◆ EXERCISE DETAILS ◆
Return the whole listing exactly as it stands.

## START MATERIAL

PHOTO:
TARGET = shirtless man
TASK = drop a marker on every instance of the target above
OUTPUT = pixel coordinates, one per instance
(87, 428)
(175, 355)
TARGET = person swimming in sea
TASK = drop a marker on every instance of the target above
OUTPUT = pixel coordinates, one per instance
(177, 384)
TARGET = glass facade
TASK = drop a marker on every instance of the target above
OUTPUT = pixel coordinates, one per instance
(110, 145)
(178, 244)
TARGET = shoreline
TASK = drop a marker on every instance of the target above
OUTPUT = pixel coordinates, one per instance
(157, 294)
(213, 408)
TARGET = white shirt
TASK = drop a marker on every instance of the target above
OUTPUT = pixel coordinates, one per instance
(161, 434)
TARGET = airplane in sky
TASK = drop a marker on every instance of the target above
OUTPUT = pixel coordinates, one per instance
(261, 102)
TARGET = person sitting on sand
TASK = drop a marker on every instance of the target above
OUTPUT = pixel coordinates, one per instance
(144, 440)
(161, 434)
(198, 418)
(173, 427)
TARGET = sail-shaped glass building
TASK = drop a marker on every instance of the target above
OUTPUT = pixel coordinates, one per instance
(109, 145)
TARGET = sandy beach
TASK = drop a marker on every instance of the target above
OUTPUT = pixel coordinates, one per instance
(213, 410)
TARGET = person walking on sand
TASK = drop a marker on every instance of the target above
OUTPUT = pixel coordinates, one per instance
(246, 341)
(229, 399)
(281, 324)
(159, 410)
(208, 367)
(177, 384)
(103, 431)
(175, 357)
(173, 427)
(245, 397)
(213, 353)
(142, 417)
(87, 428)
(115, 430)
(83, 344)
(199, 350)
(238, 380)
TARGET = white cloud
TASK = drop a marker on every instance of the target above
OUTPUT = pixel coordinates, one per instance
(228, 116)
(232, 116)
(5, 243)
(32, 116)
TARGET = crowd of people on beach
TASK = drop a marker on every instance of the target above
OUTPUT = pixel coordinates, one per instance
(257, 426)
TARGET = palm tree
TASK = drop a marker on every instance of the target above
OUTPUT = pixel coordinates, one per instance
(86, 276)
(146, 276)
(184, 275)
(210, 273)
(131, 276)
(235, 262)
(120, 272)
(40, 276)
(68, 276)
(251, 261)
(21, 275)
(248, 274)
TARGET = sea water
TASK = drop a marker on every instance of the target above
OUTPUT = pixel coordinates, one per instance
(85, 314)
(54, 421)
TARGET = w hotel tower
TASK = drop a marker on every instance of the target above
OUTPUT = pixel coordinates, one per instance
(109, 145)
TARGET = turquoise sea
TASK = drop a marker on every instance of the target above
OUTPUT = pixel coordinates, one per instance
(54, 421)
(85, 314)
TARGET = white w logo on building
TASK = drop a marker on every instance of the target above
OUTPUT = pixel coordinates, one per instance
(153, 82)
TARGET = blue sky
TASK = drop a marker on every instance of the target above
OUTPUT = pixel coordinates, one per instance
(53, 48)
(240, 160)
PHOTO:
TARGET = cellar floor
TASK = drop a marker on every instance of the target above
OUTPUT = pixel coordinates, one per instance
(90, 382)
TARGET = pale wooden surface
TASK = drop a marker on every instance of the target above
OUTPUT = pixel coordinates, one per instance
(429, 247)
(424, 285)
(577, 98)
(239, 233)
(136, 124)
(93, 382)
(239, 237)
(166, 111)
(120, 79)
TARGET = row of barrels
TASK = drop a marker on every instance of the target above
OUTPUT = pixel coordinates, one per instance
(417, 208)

## END MATERIAL

◆ SOLUTION TO THE EXERCISE ◆
PHOTO:
TARGET = shirtless man
TASK = drop a marker on every instance of the target above
OUTPUT = pixel coordinates, one per instance
(87, 428)
(175, 355)
TARGET = person swimming in sea
TASK = drop a marker on every instance of the target above
OUTPUT = pixel coordinates, one per instance
(177, 384)
TARGET = glass facade
TASK = drop a marker on every instance of the target above
OUTPUT = pixel coordinates, one per instance
(110, 145)
(178, 244)
TARGET = shoreline
TASK = drop a marker on every instance of the target above
OUTPUT = pixel coordinates, one per instance
(157, 294)
(213, 408)
TARGET = white shirt
TASK = drop a marker on every instance of the target above
OUTPUT = pixel coordinates, one per instance
(161, 434)
TARGET = airplane in sky
TASK = drop a marker on every instance of the target above
OUTPUT = pixel coordinates, one per instance
(261, 102)
TARGET = person sitting on sand
TASK = drop a marker on every instance of the target above
OUTPUT = pixel coordinates, one per instance
(144, 440)
(161, 434)
(198, 418)
(173, 427)
TARGET = sail-shaped glass building
TASK = drop a marker on every instance of the target above
OUTPUT = pixel coordinates, one per instance
(109, 145)
TARGET = sandy beach
TASK = drop a marker on every instance of the target above
OUTPUT = pixel coordinates, one per instance
(213, 410)
TARGET = person walking on sand
TASK = drop a marker on every instance of the target above
OUTPUT = pixel coordinates, one per instance
(246, 341)
(229, 399)
(281, 324)
(159, 410)
(208, 367)
(177, 384)
(103, 431)
(175, 357)
(173, 427)
(245, 397)
(213, 353)
(142, 417)
(87, 428)
(115, 430)
(83, 344)
(199, 350)
(238, 380)
TARGET = white cloud
TASK = drop a marker on every instance of the target above
OUTPUT = pixel coordinates, one per instance
(228, 116)
(232, 116)
(5, 243)
(32, 116)
TARGET = crowd of people on beach
TASK = drop a marker on every instance of the target above
OUTPUT = pixel coordinates, one per instance
(257, 426)
TARGET = palm tree
TASK = drop a marker on every instance of the target above
OUTPUT = pixel coordinates, one per instance
(86, 276)
(146, 276)
(184, 275)
(210, 273)
(131, 276)
(235, 262)
(120, 272)
(40, 276)
(68, 276)
(251, 261)
(21, 275)
(248, 274)
TARGET = sea water
TASK = drop a marker on every instance of the target above
OUTPUT = pixel coordinates, one per instance
(85, 314)
(54, 421)
TARGET = w hotel tower
TASK = drop a marker on every instance of the target above
OUTPUT = pixel coordinates, one per instance
(109, 145)
TARGET = turquoise sea
TASK = drop a marker on every instance of the target above
OUTPUT = pixel coordinates, one per instance
(54, 421)
(85, 314)
TARGET = white w logo on building
TASK = drop a marker on every instance of the target above
OUTPUT = pixel coordinates, one per instance
(153, 82)
TARGET = blue sky
TASK = drop a marker on every instance of the target above
OUTPUT = pixel coordinates, one per instance
(53, 48)
(240, 160)
PHOTO:
TARGET = cellar floor
TASK = drop a marker on every instance of the target above
OUTPUT = pixel coordinates, one per instance
(90, 382)
TARGET = pale wooden surface
TASK = drop a marker on every instance of the target above
OUTPUT = pixel coordinates, one per instance
(429, 247)
(424, 285)
(577, 98)
(239, 233)
(136, 124)
(93, 382)
(239, 237)
(166, 111)
(120, 79)
TARGET = row of barrels
TASK = drop a marker on every instance of the target above
OUTPUT = pixel coordinates, one per instance
(417, 208)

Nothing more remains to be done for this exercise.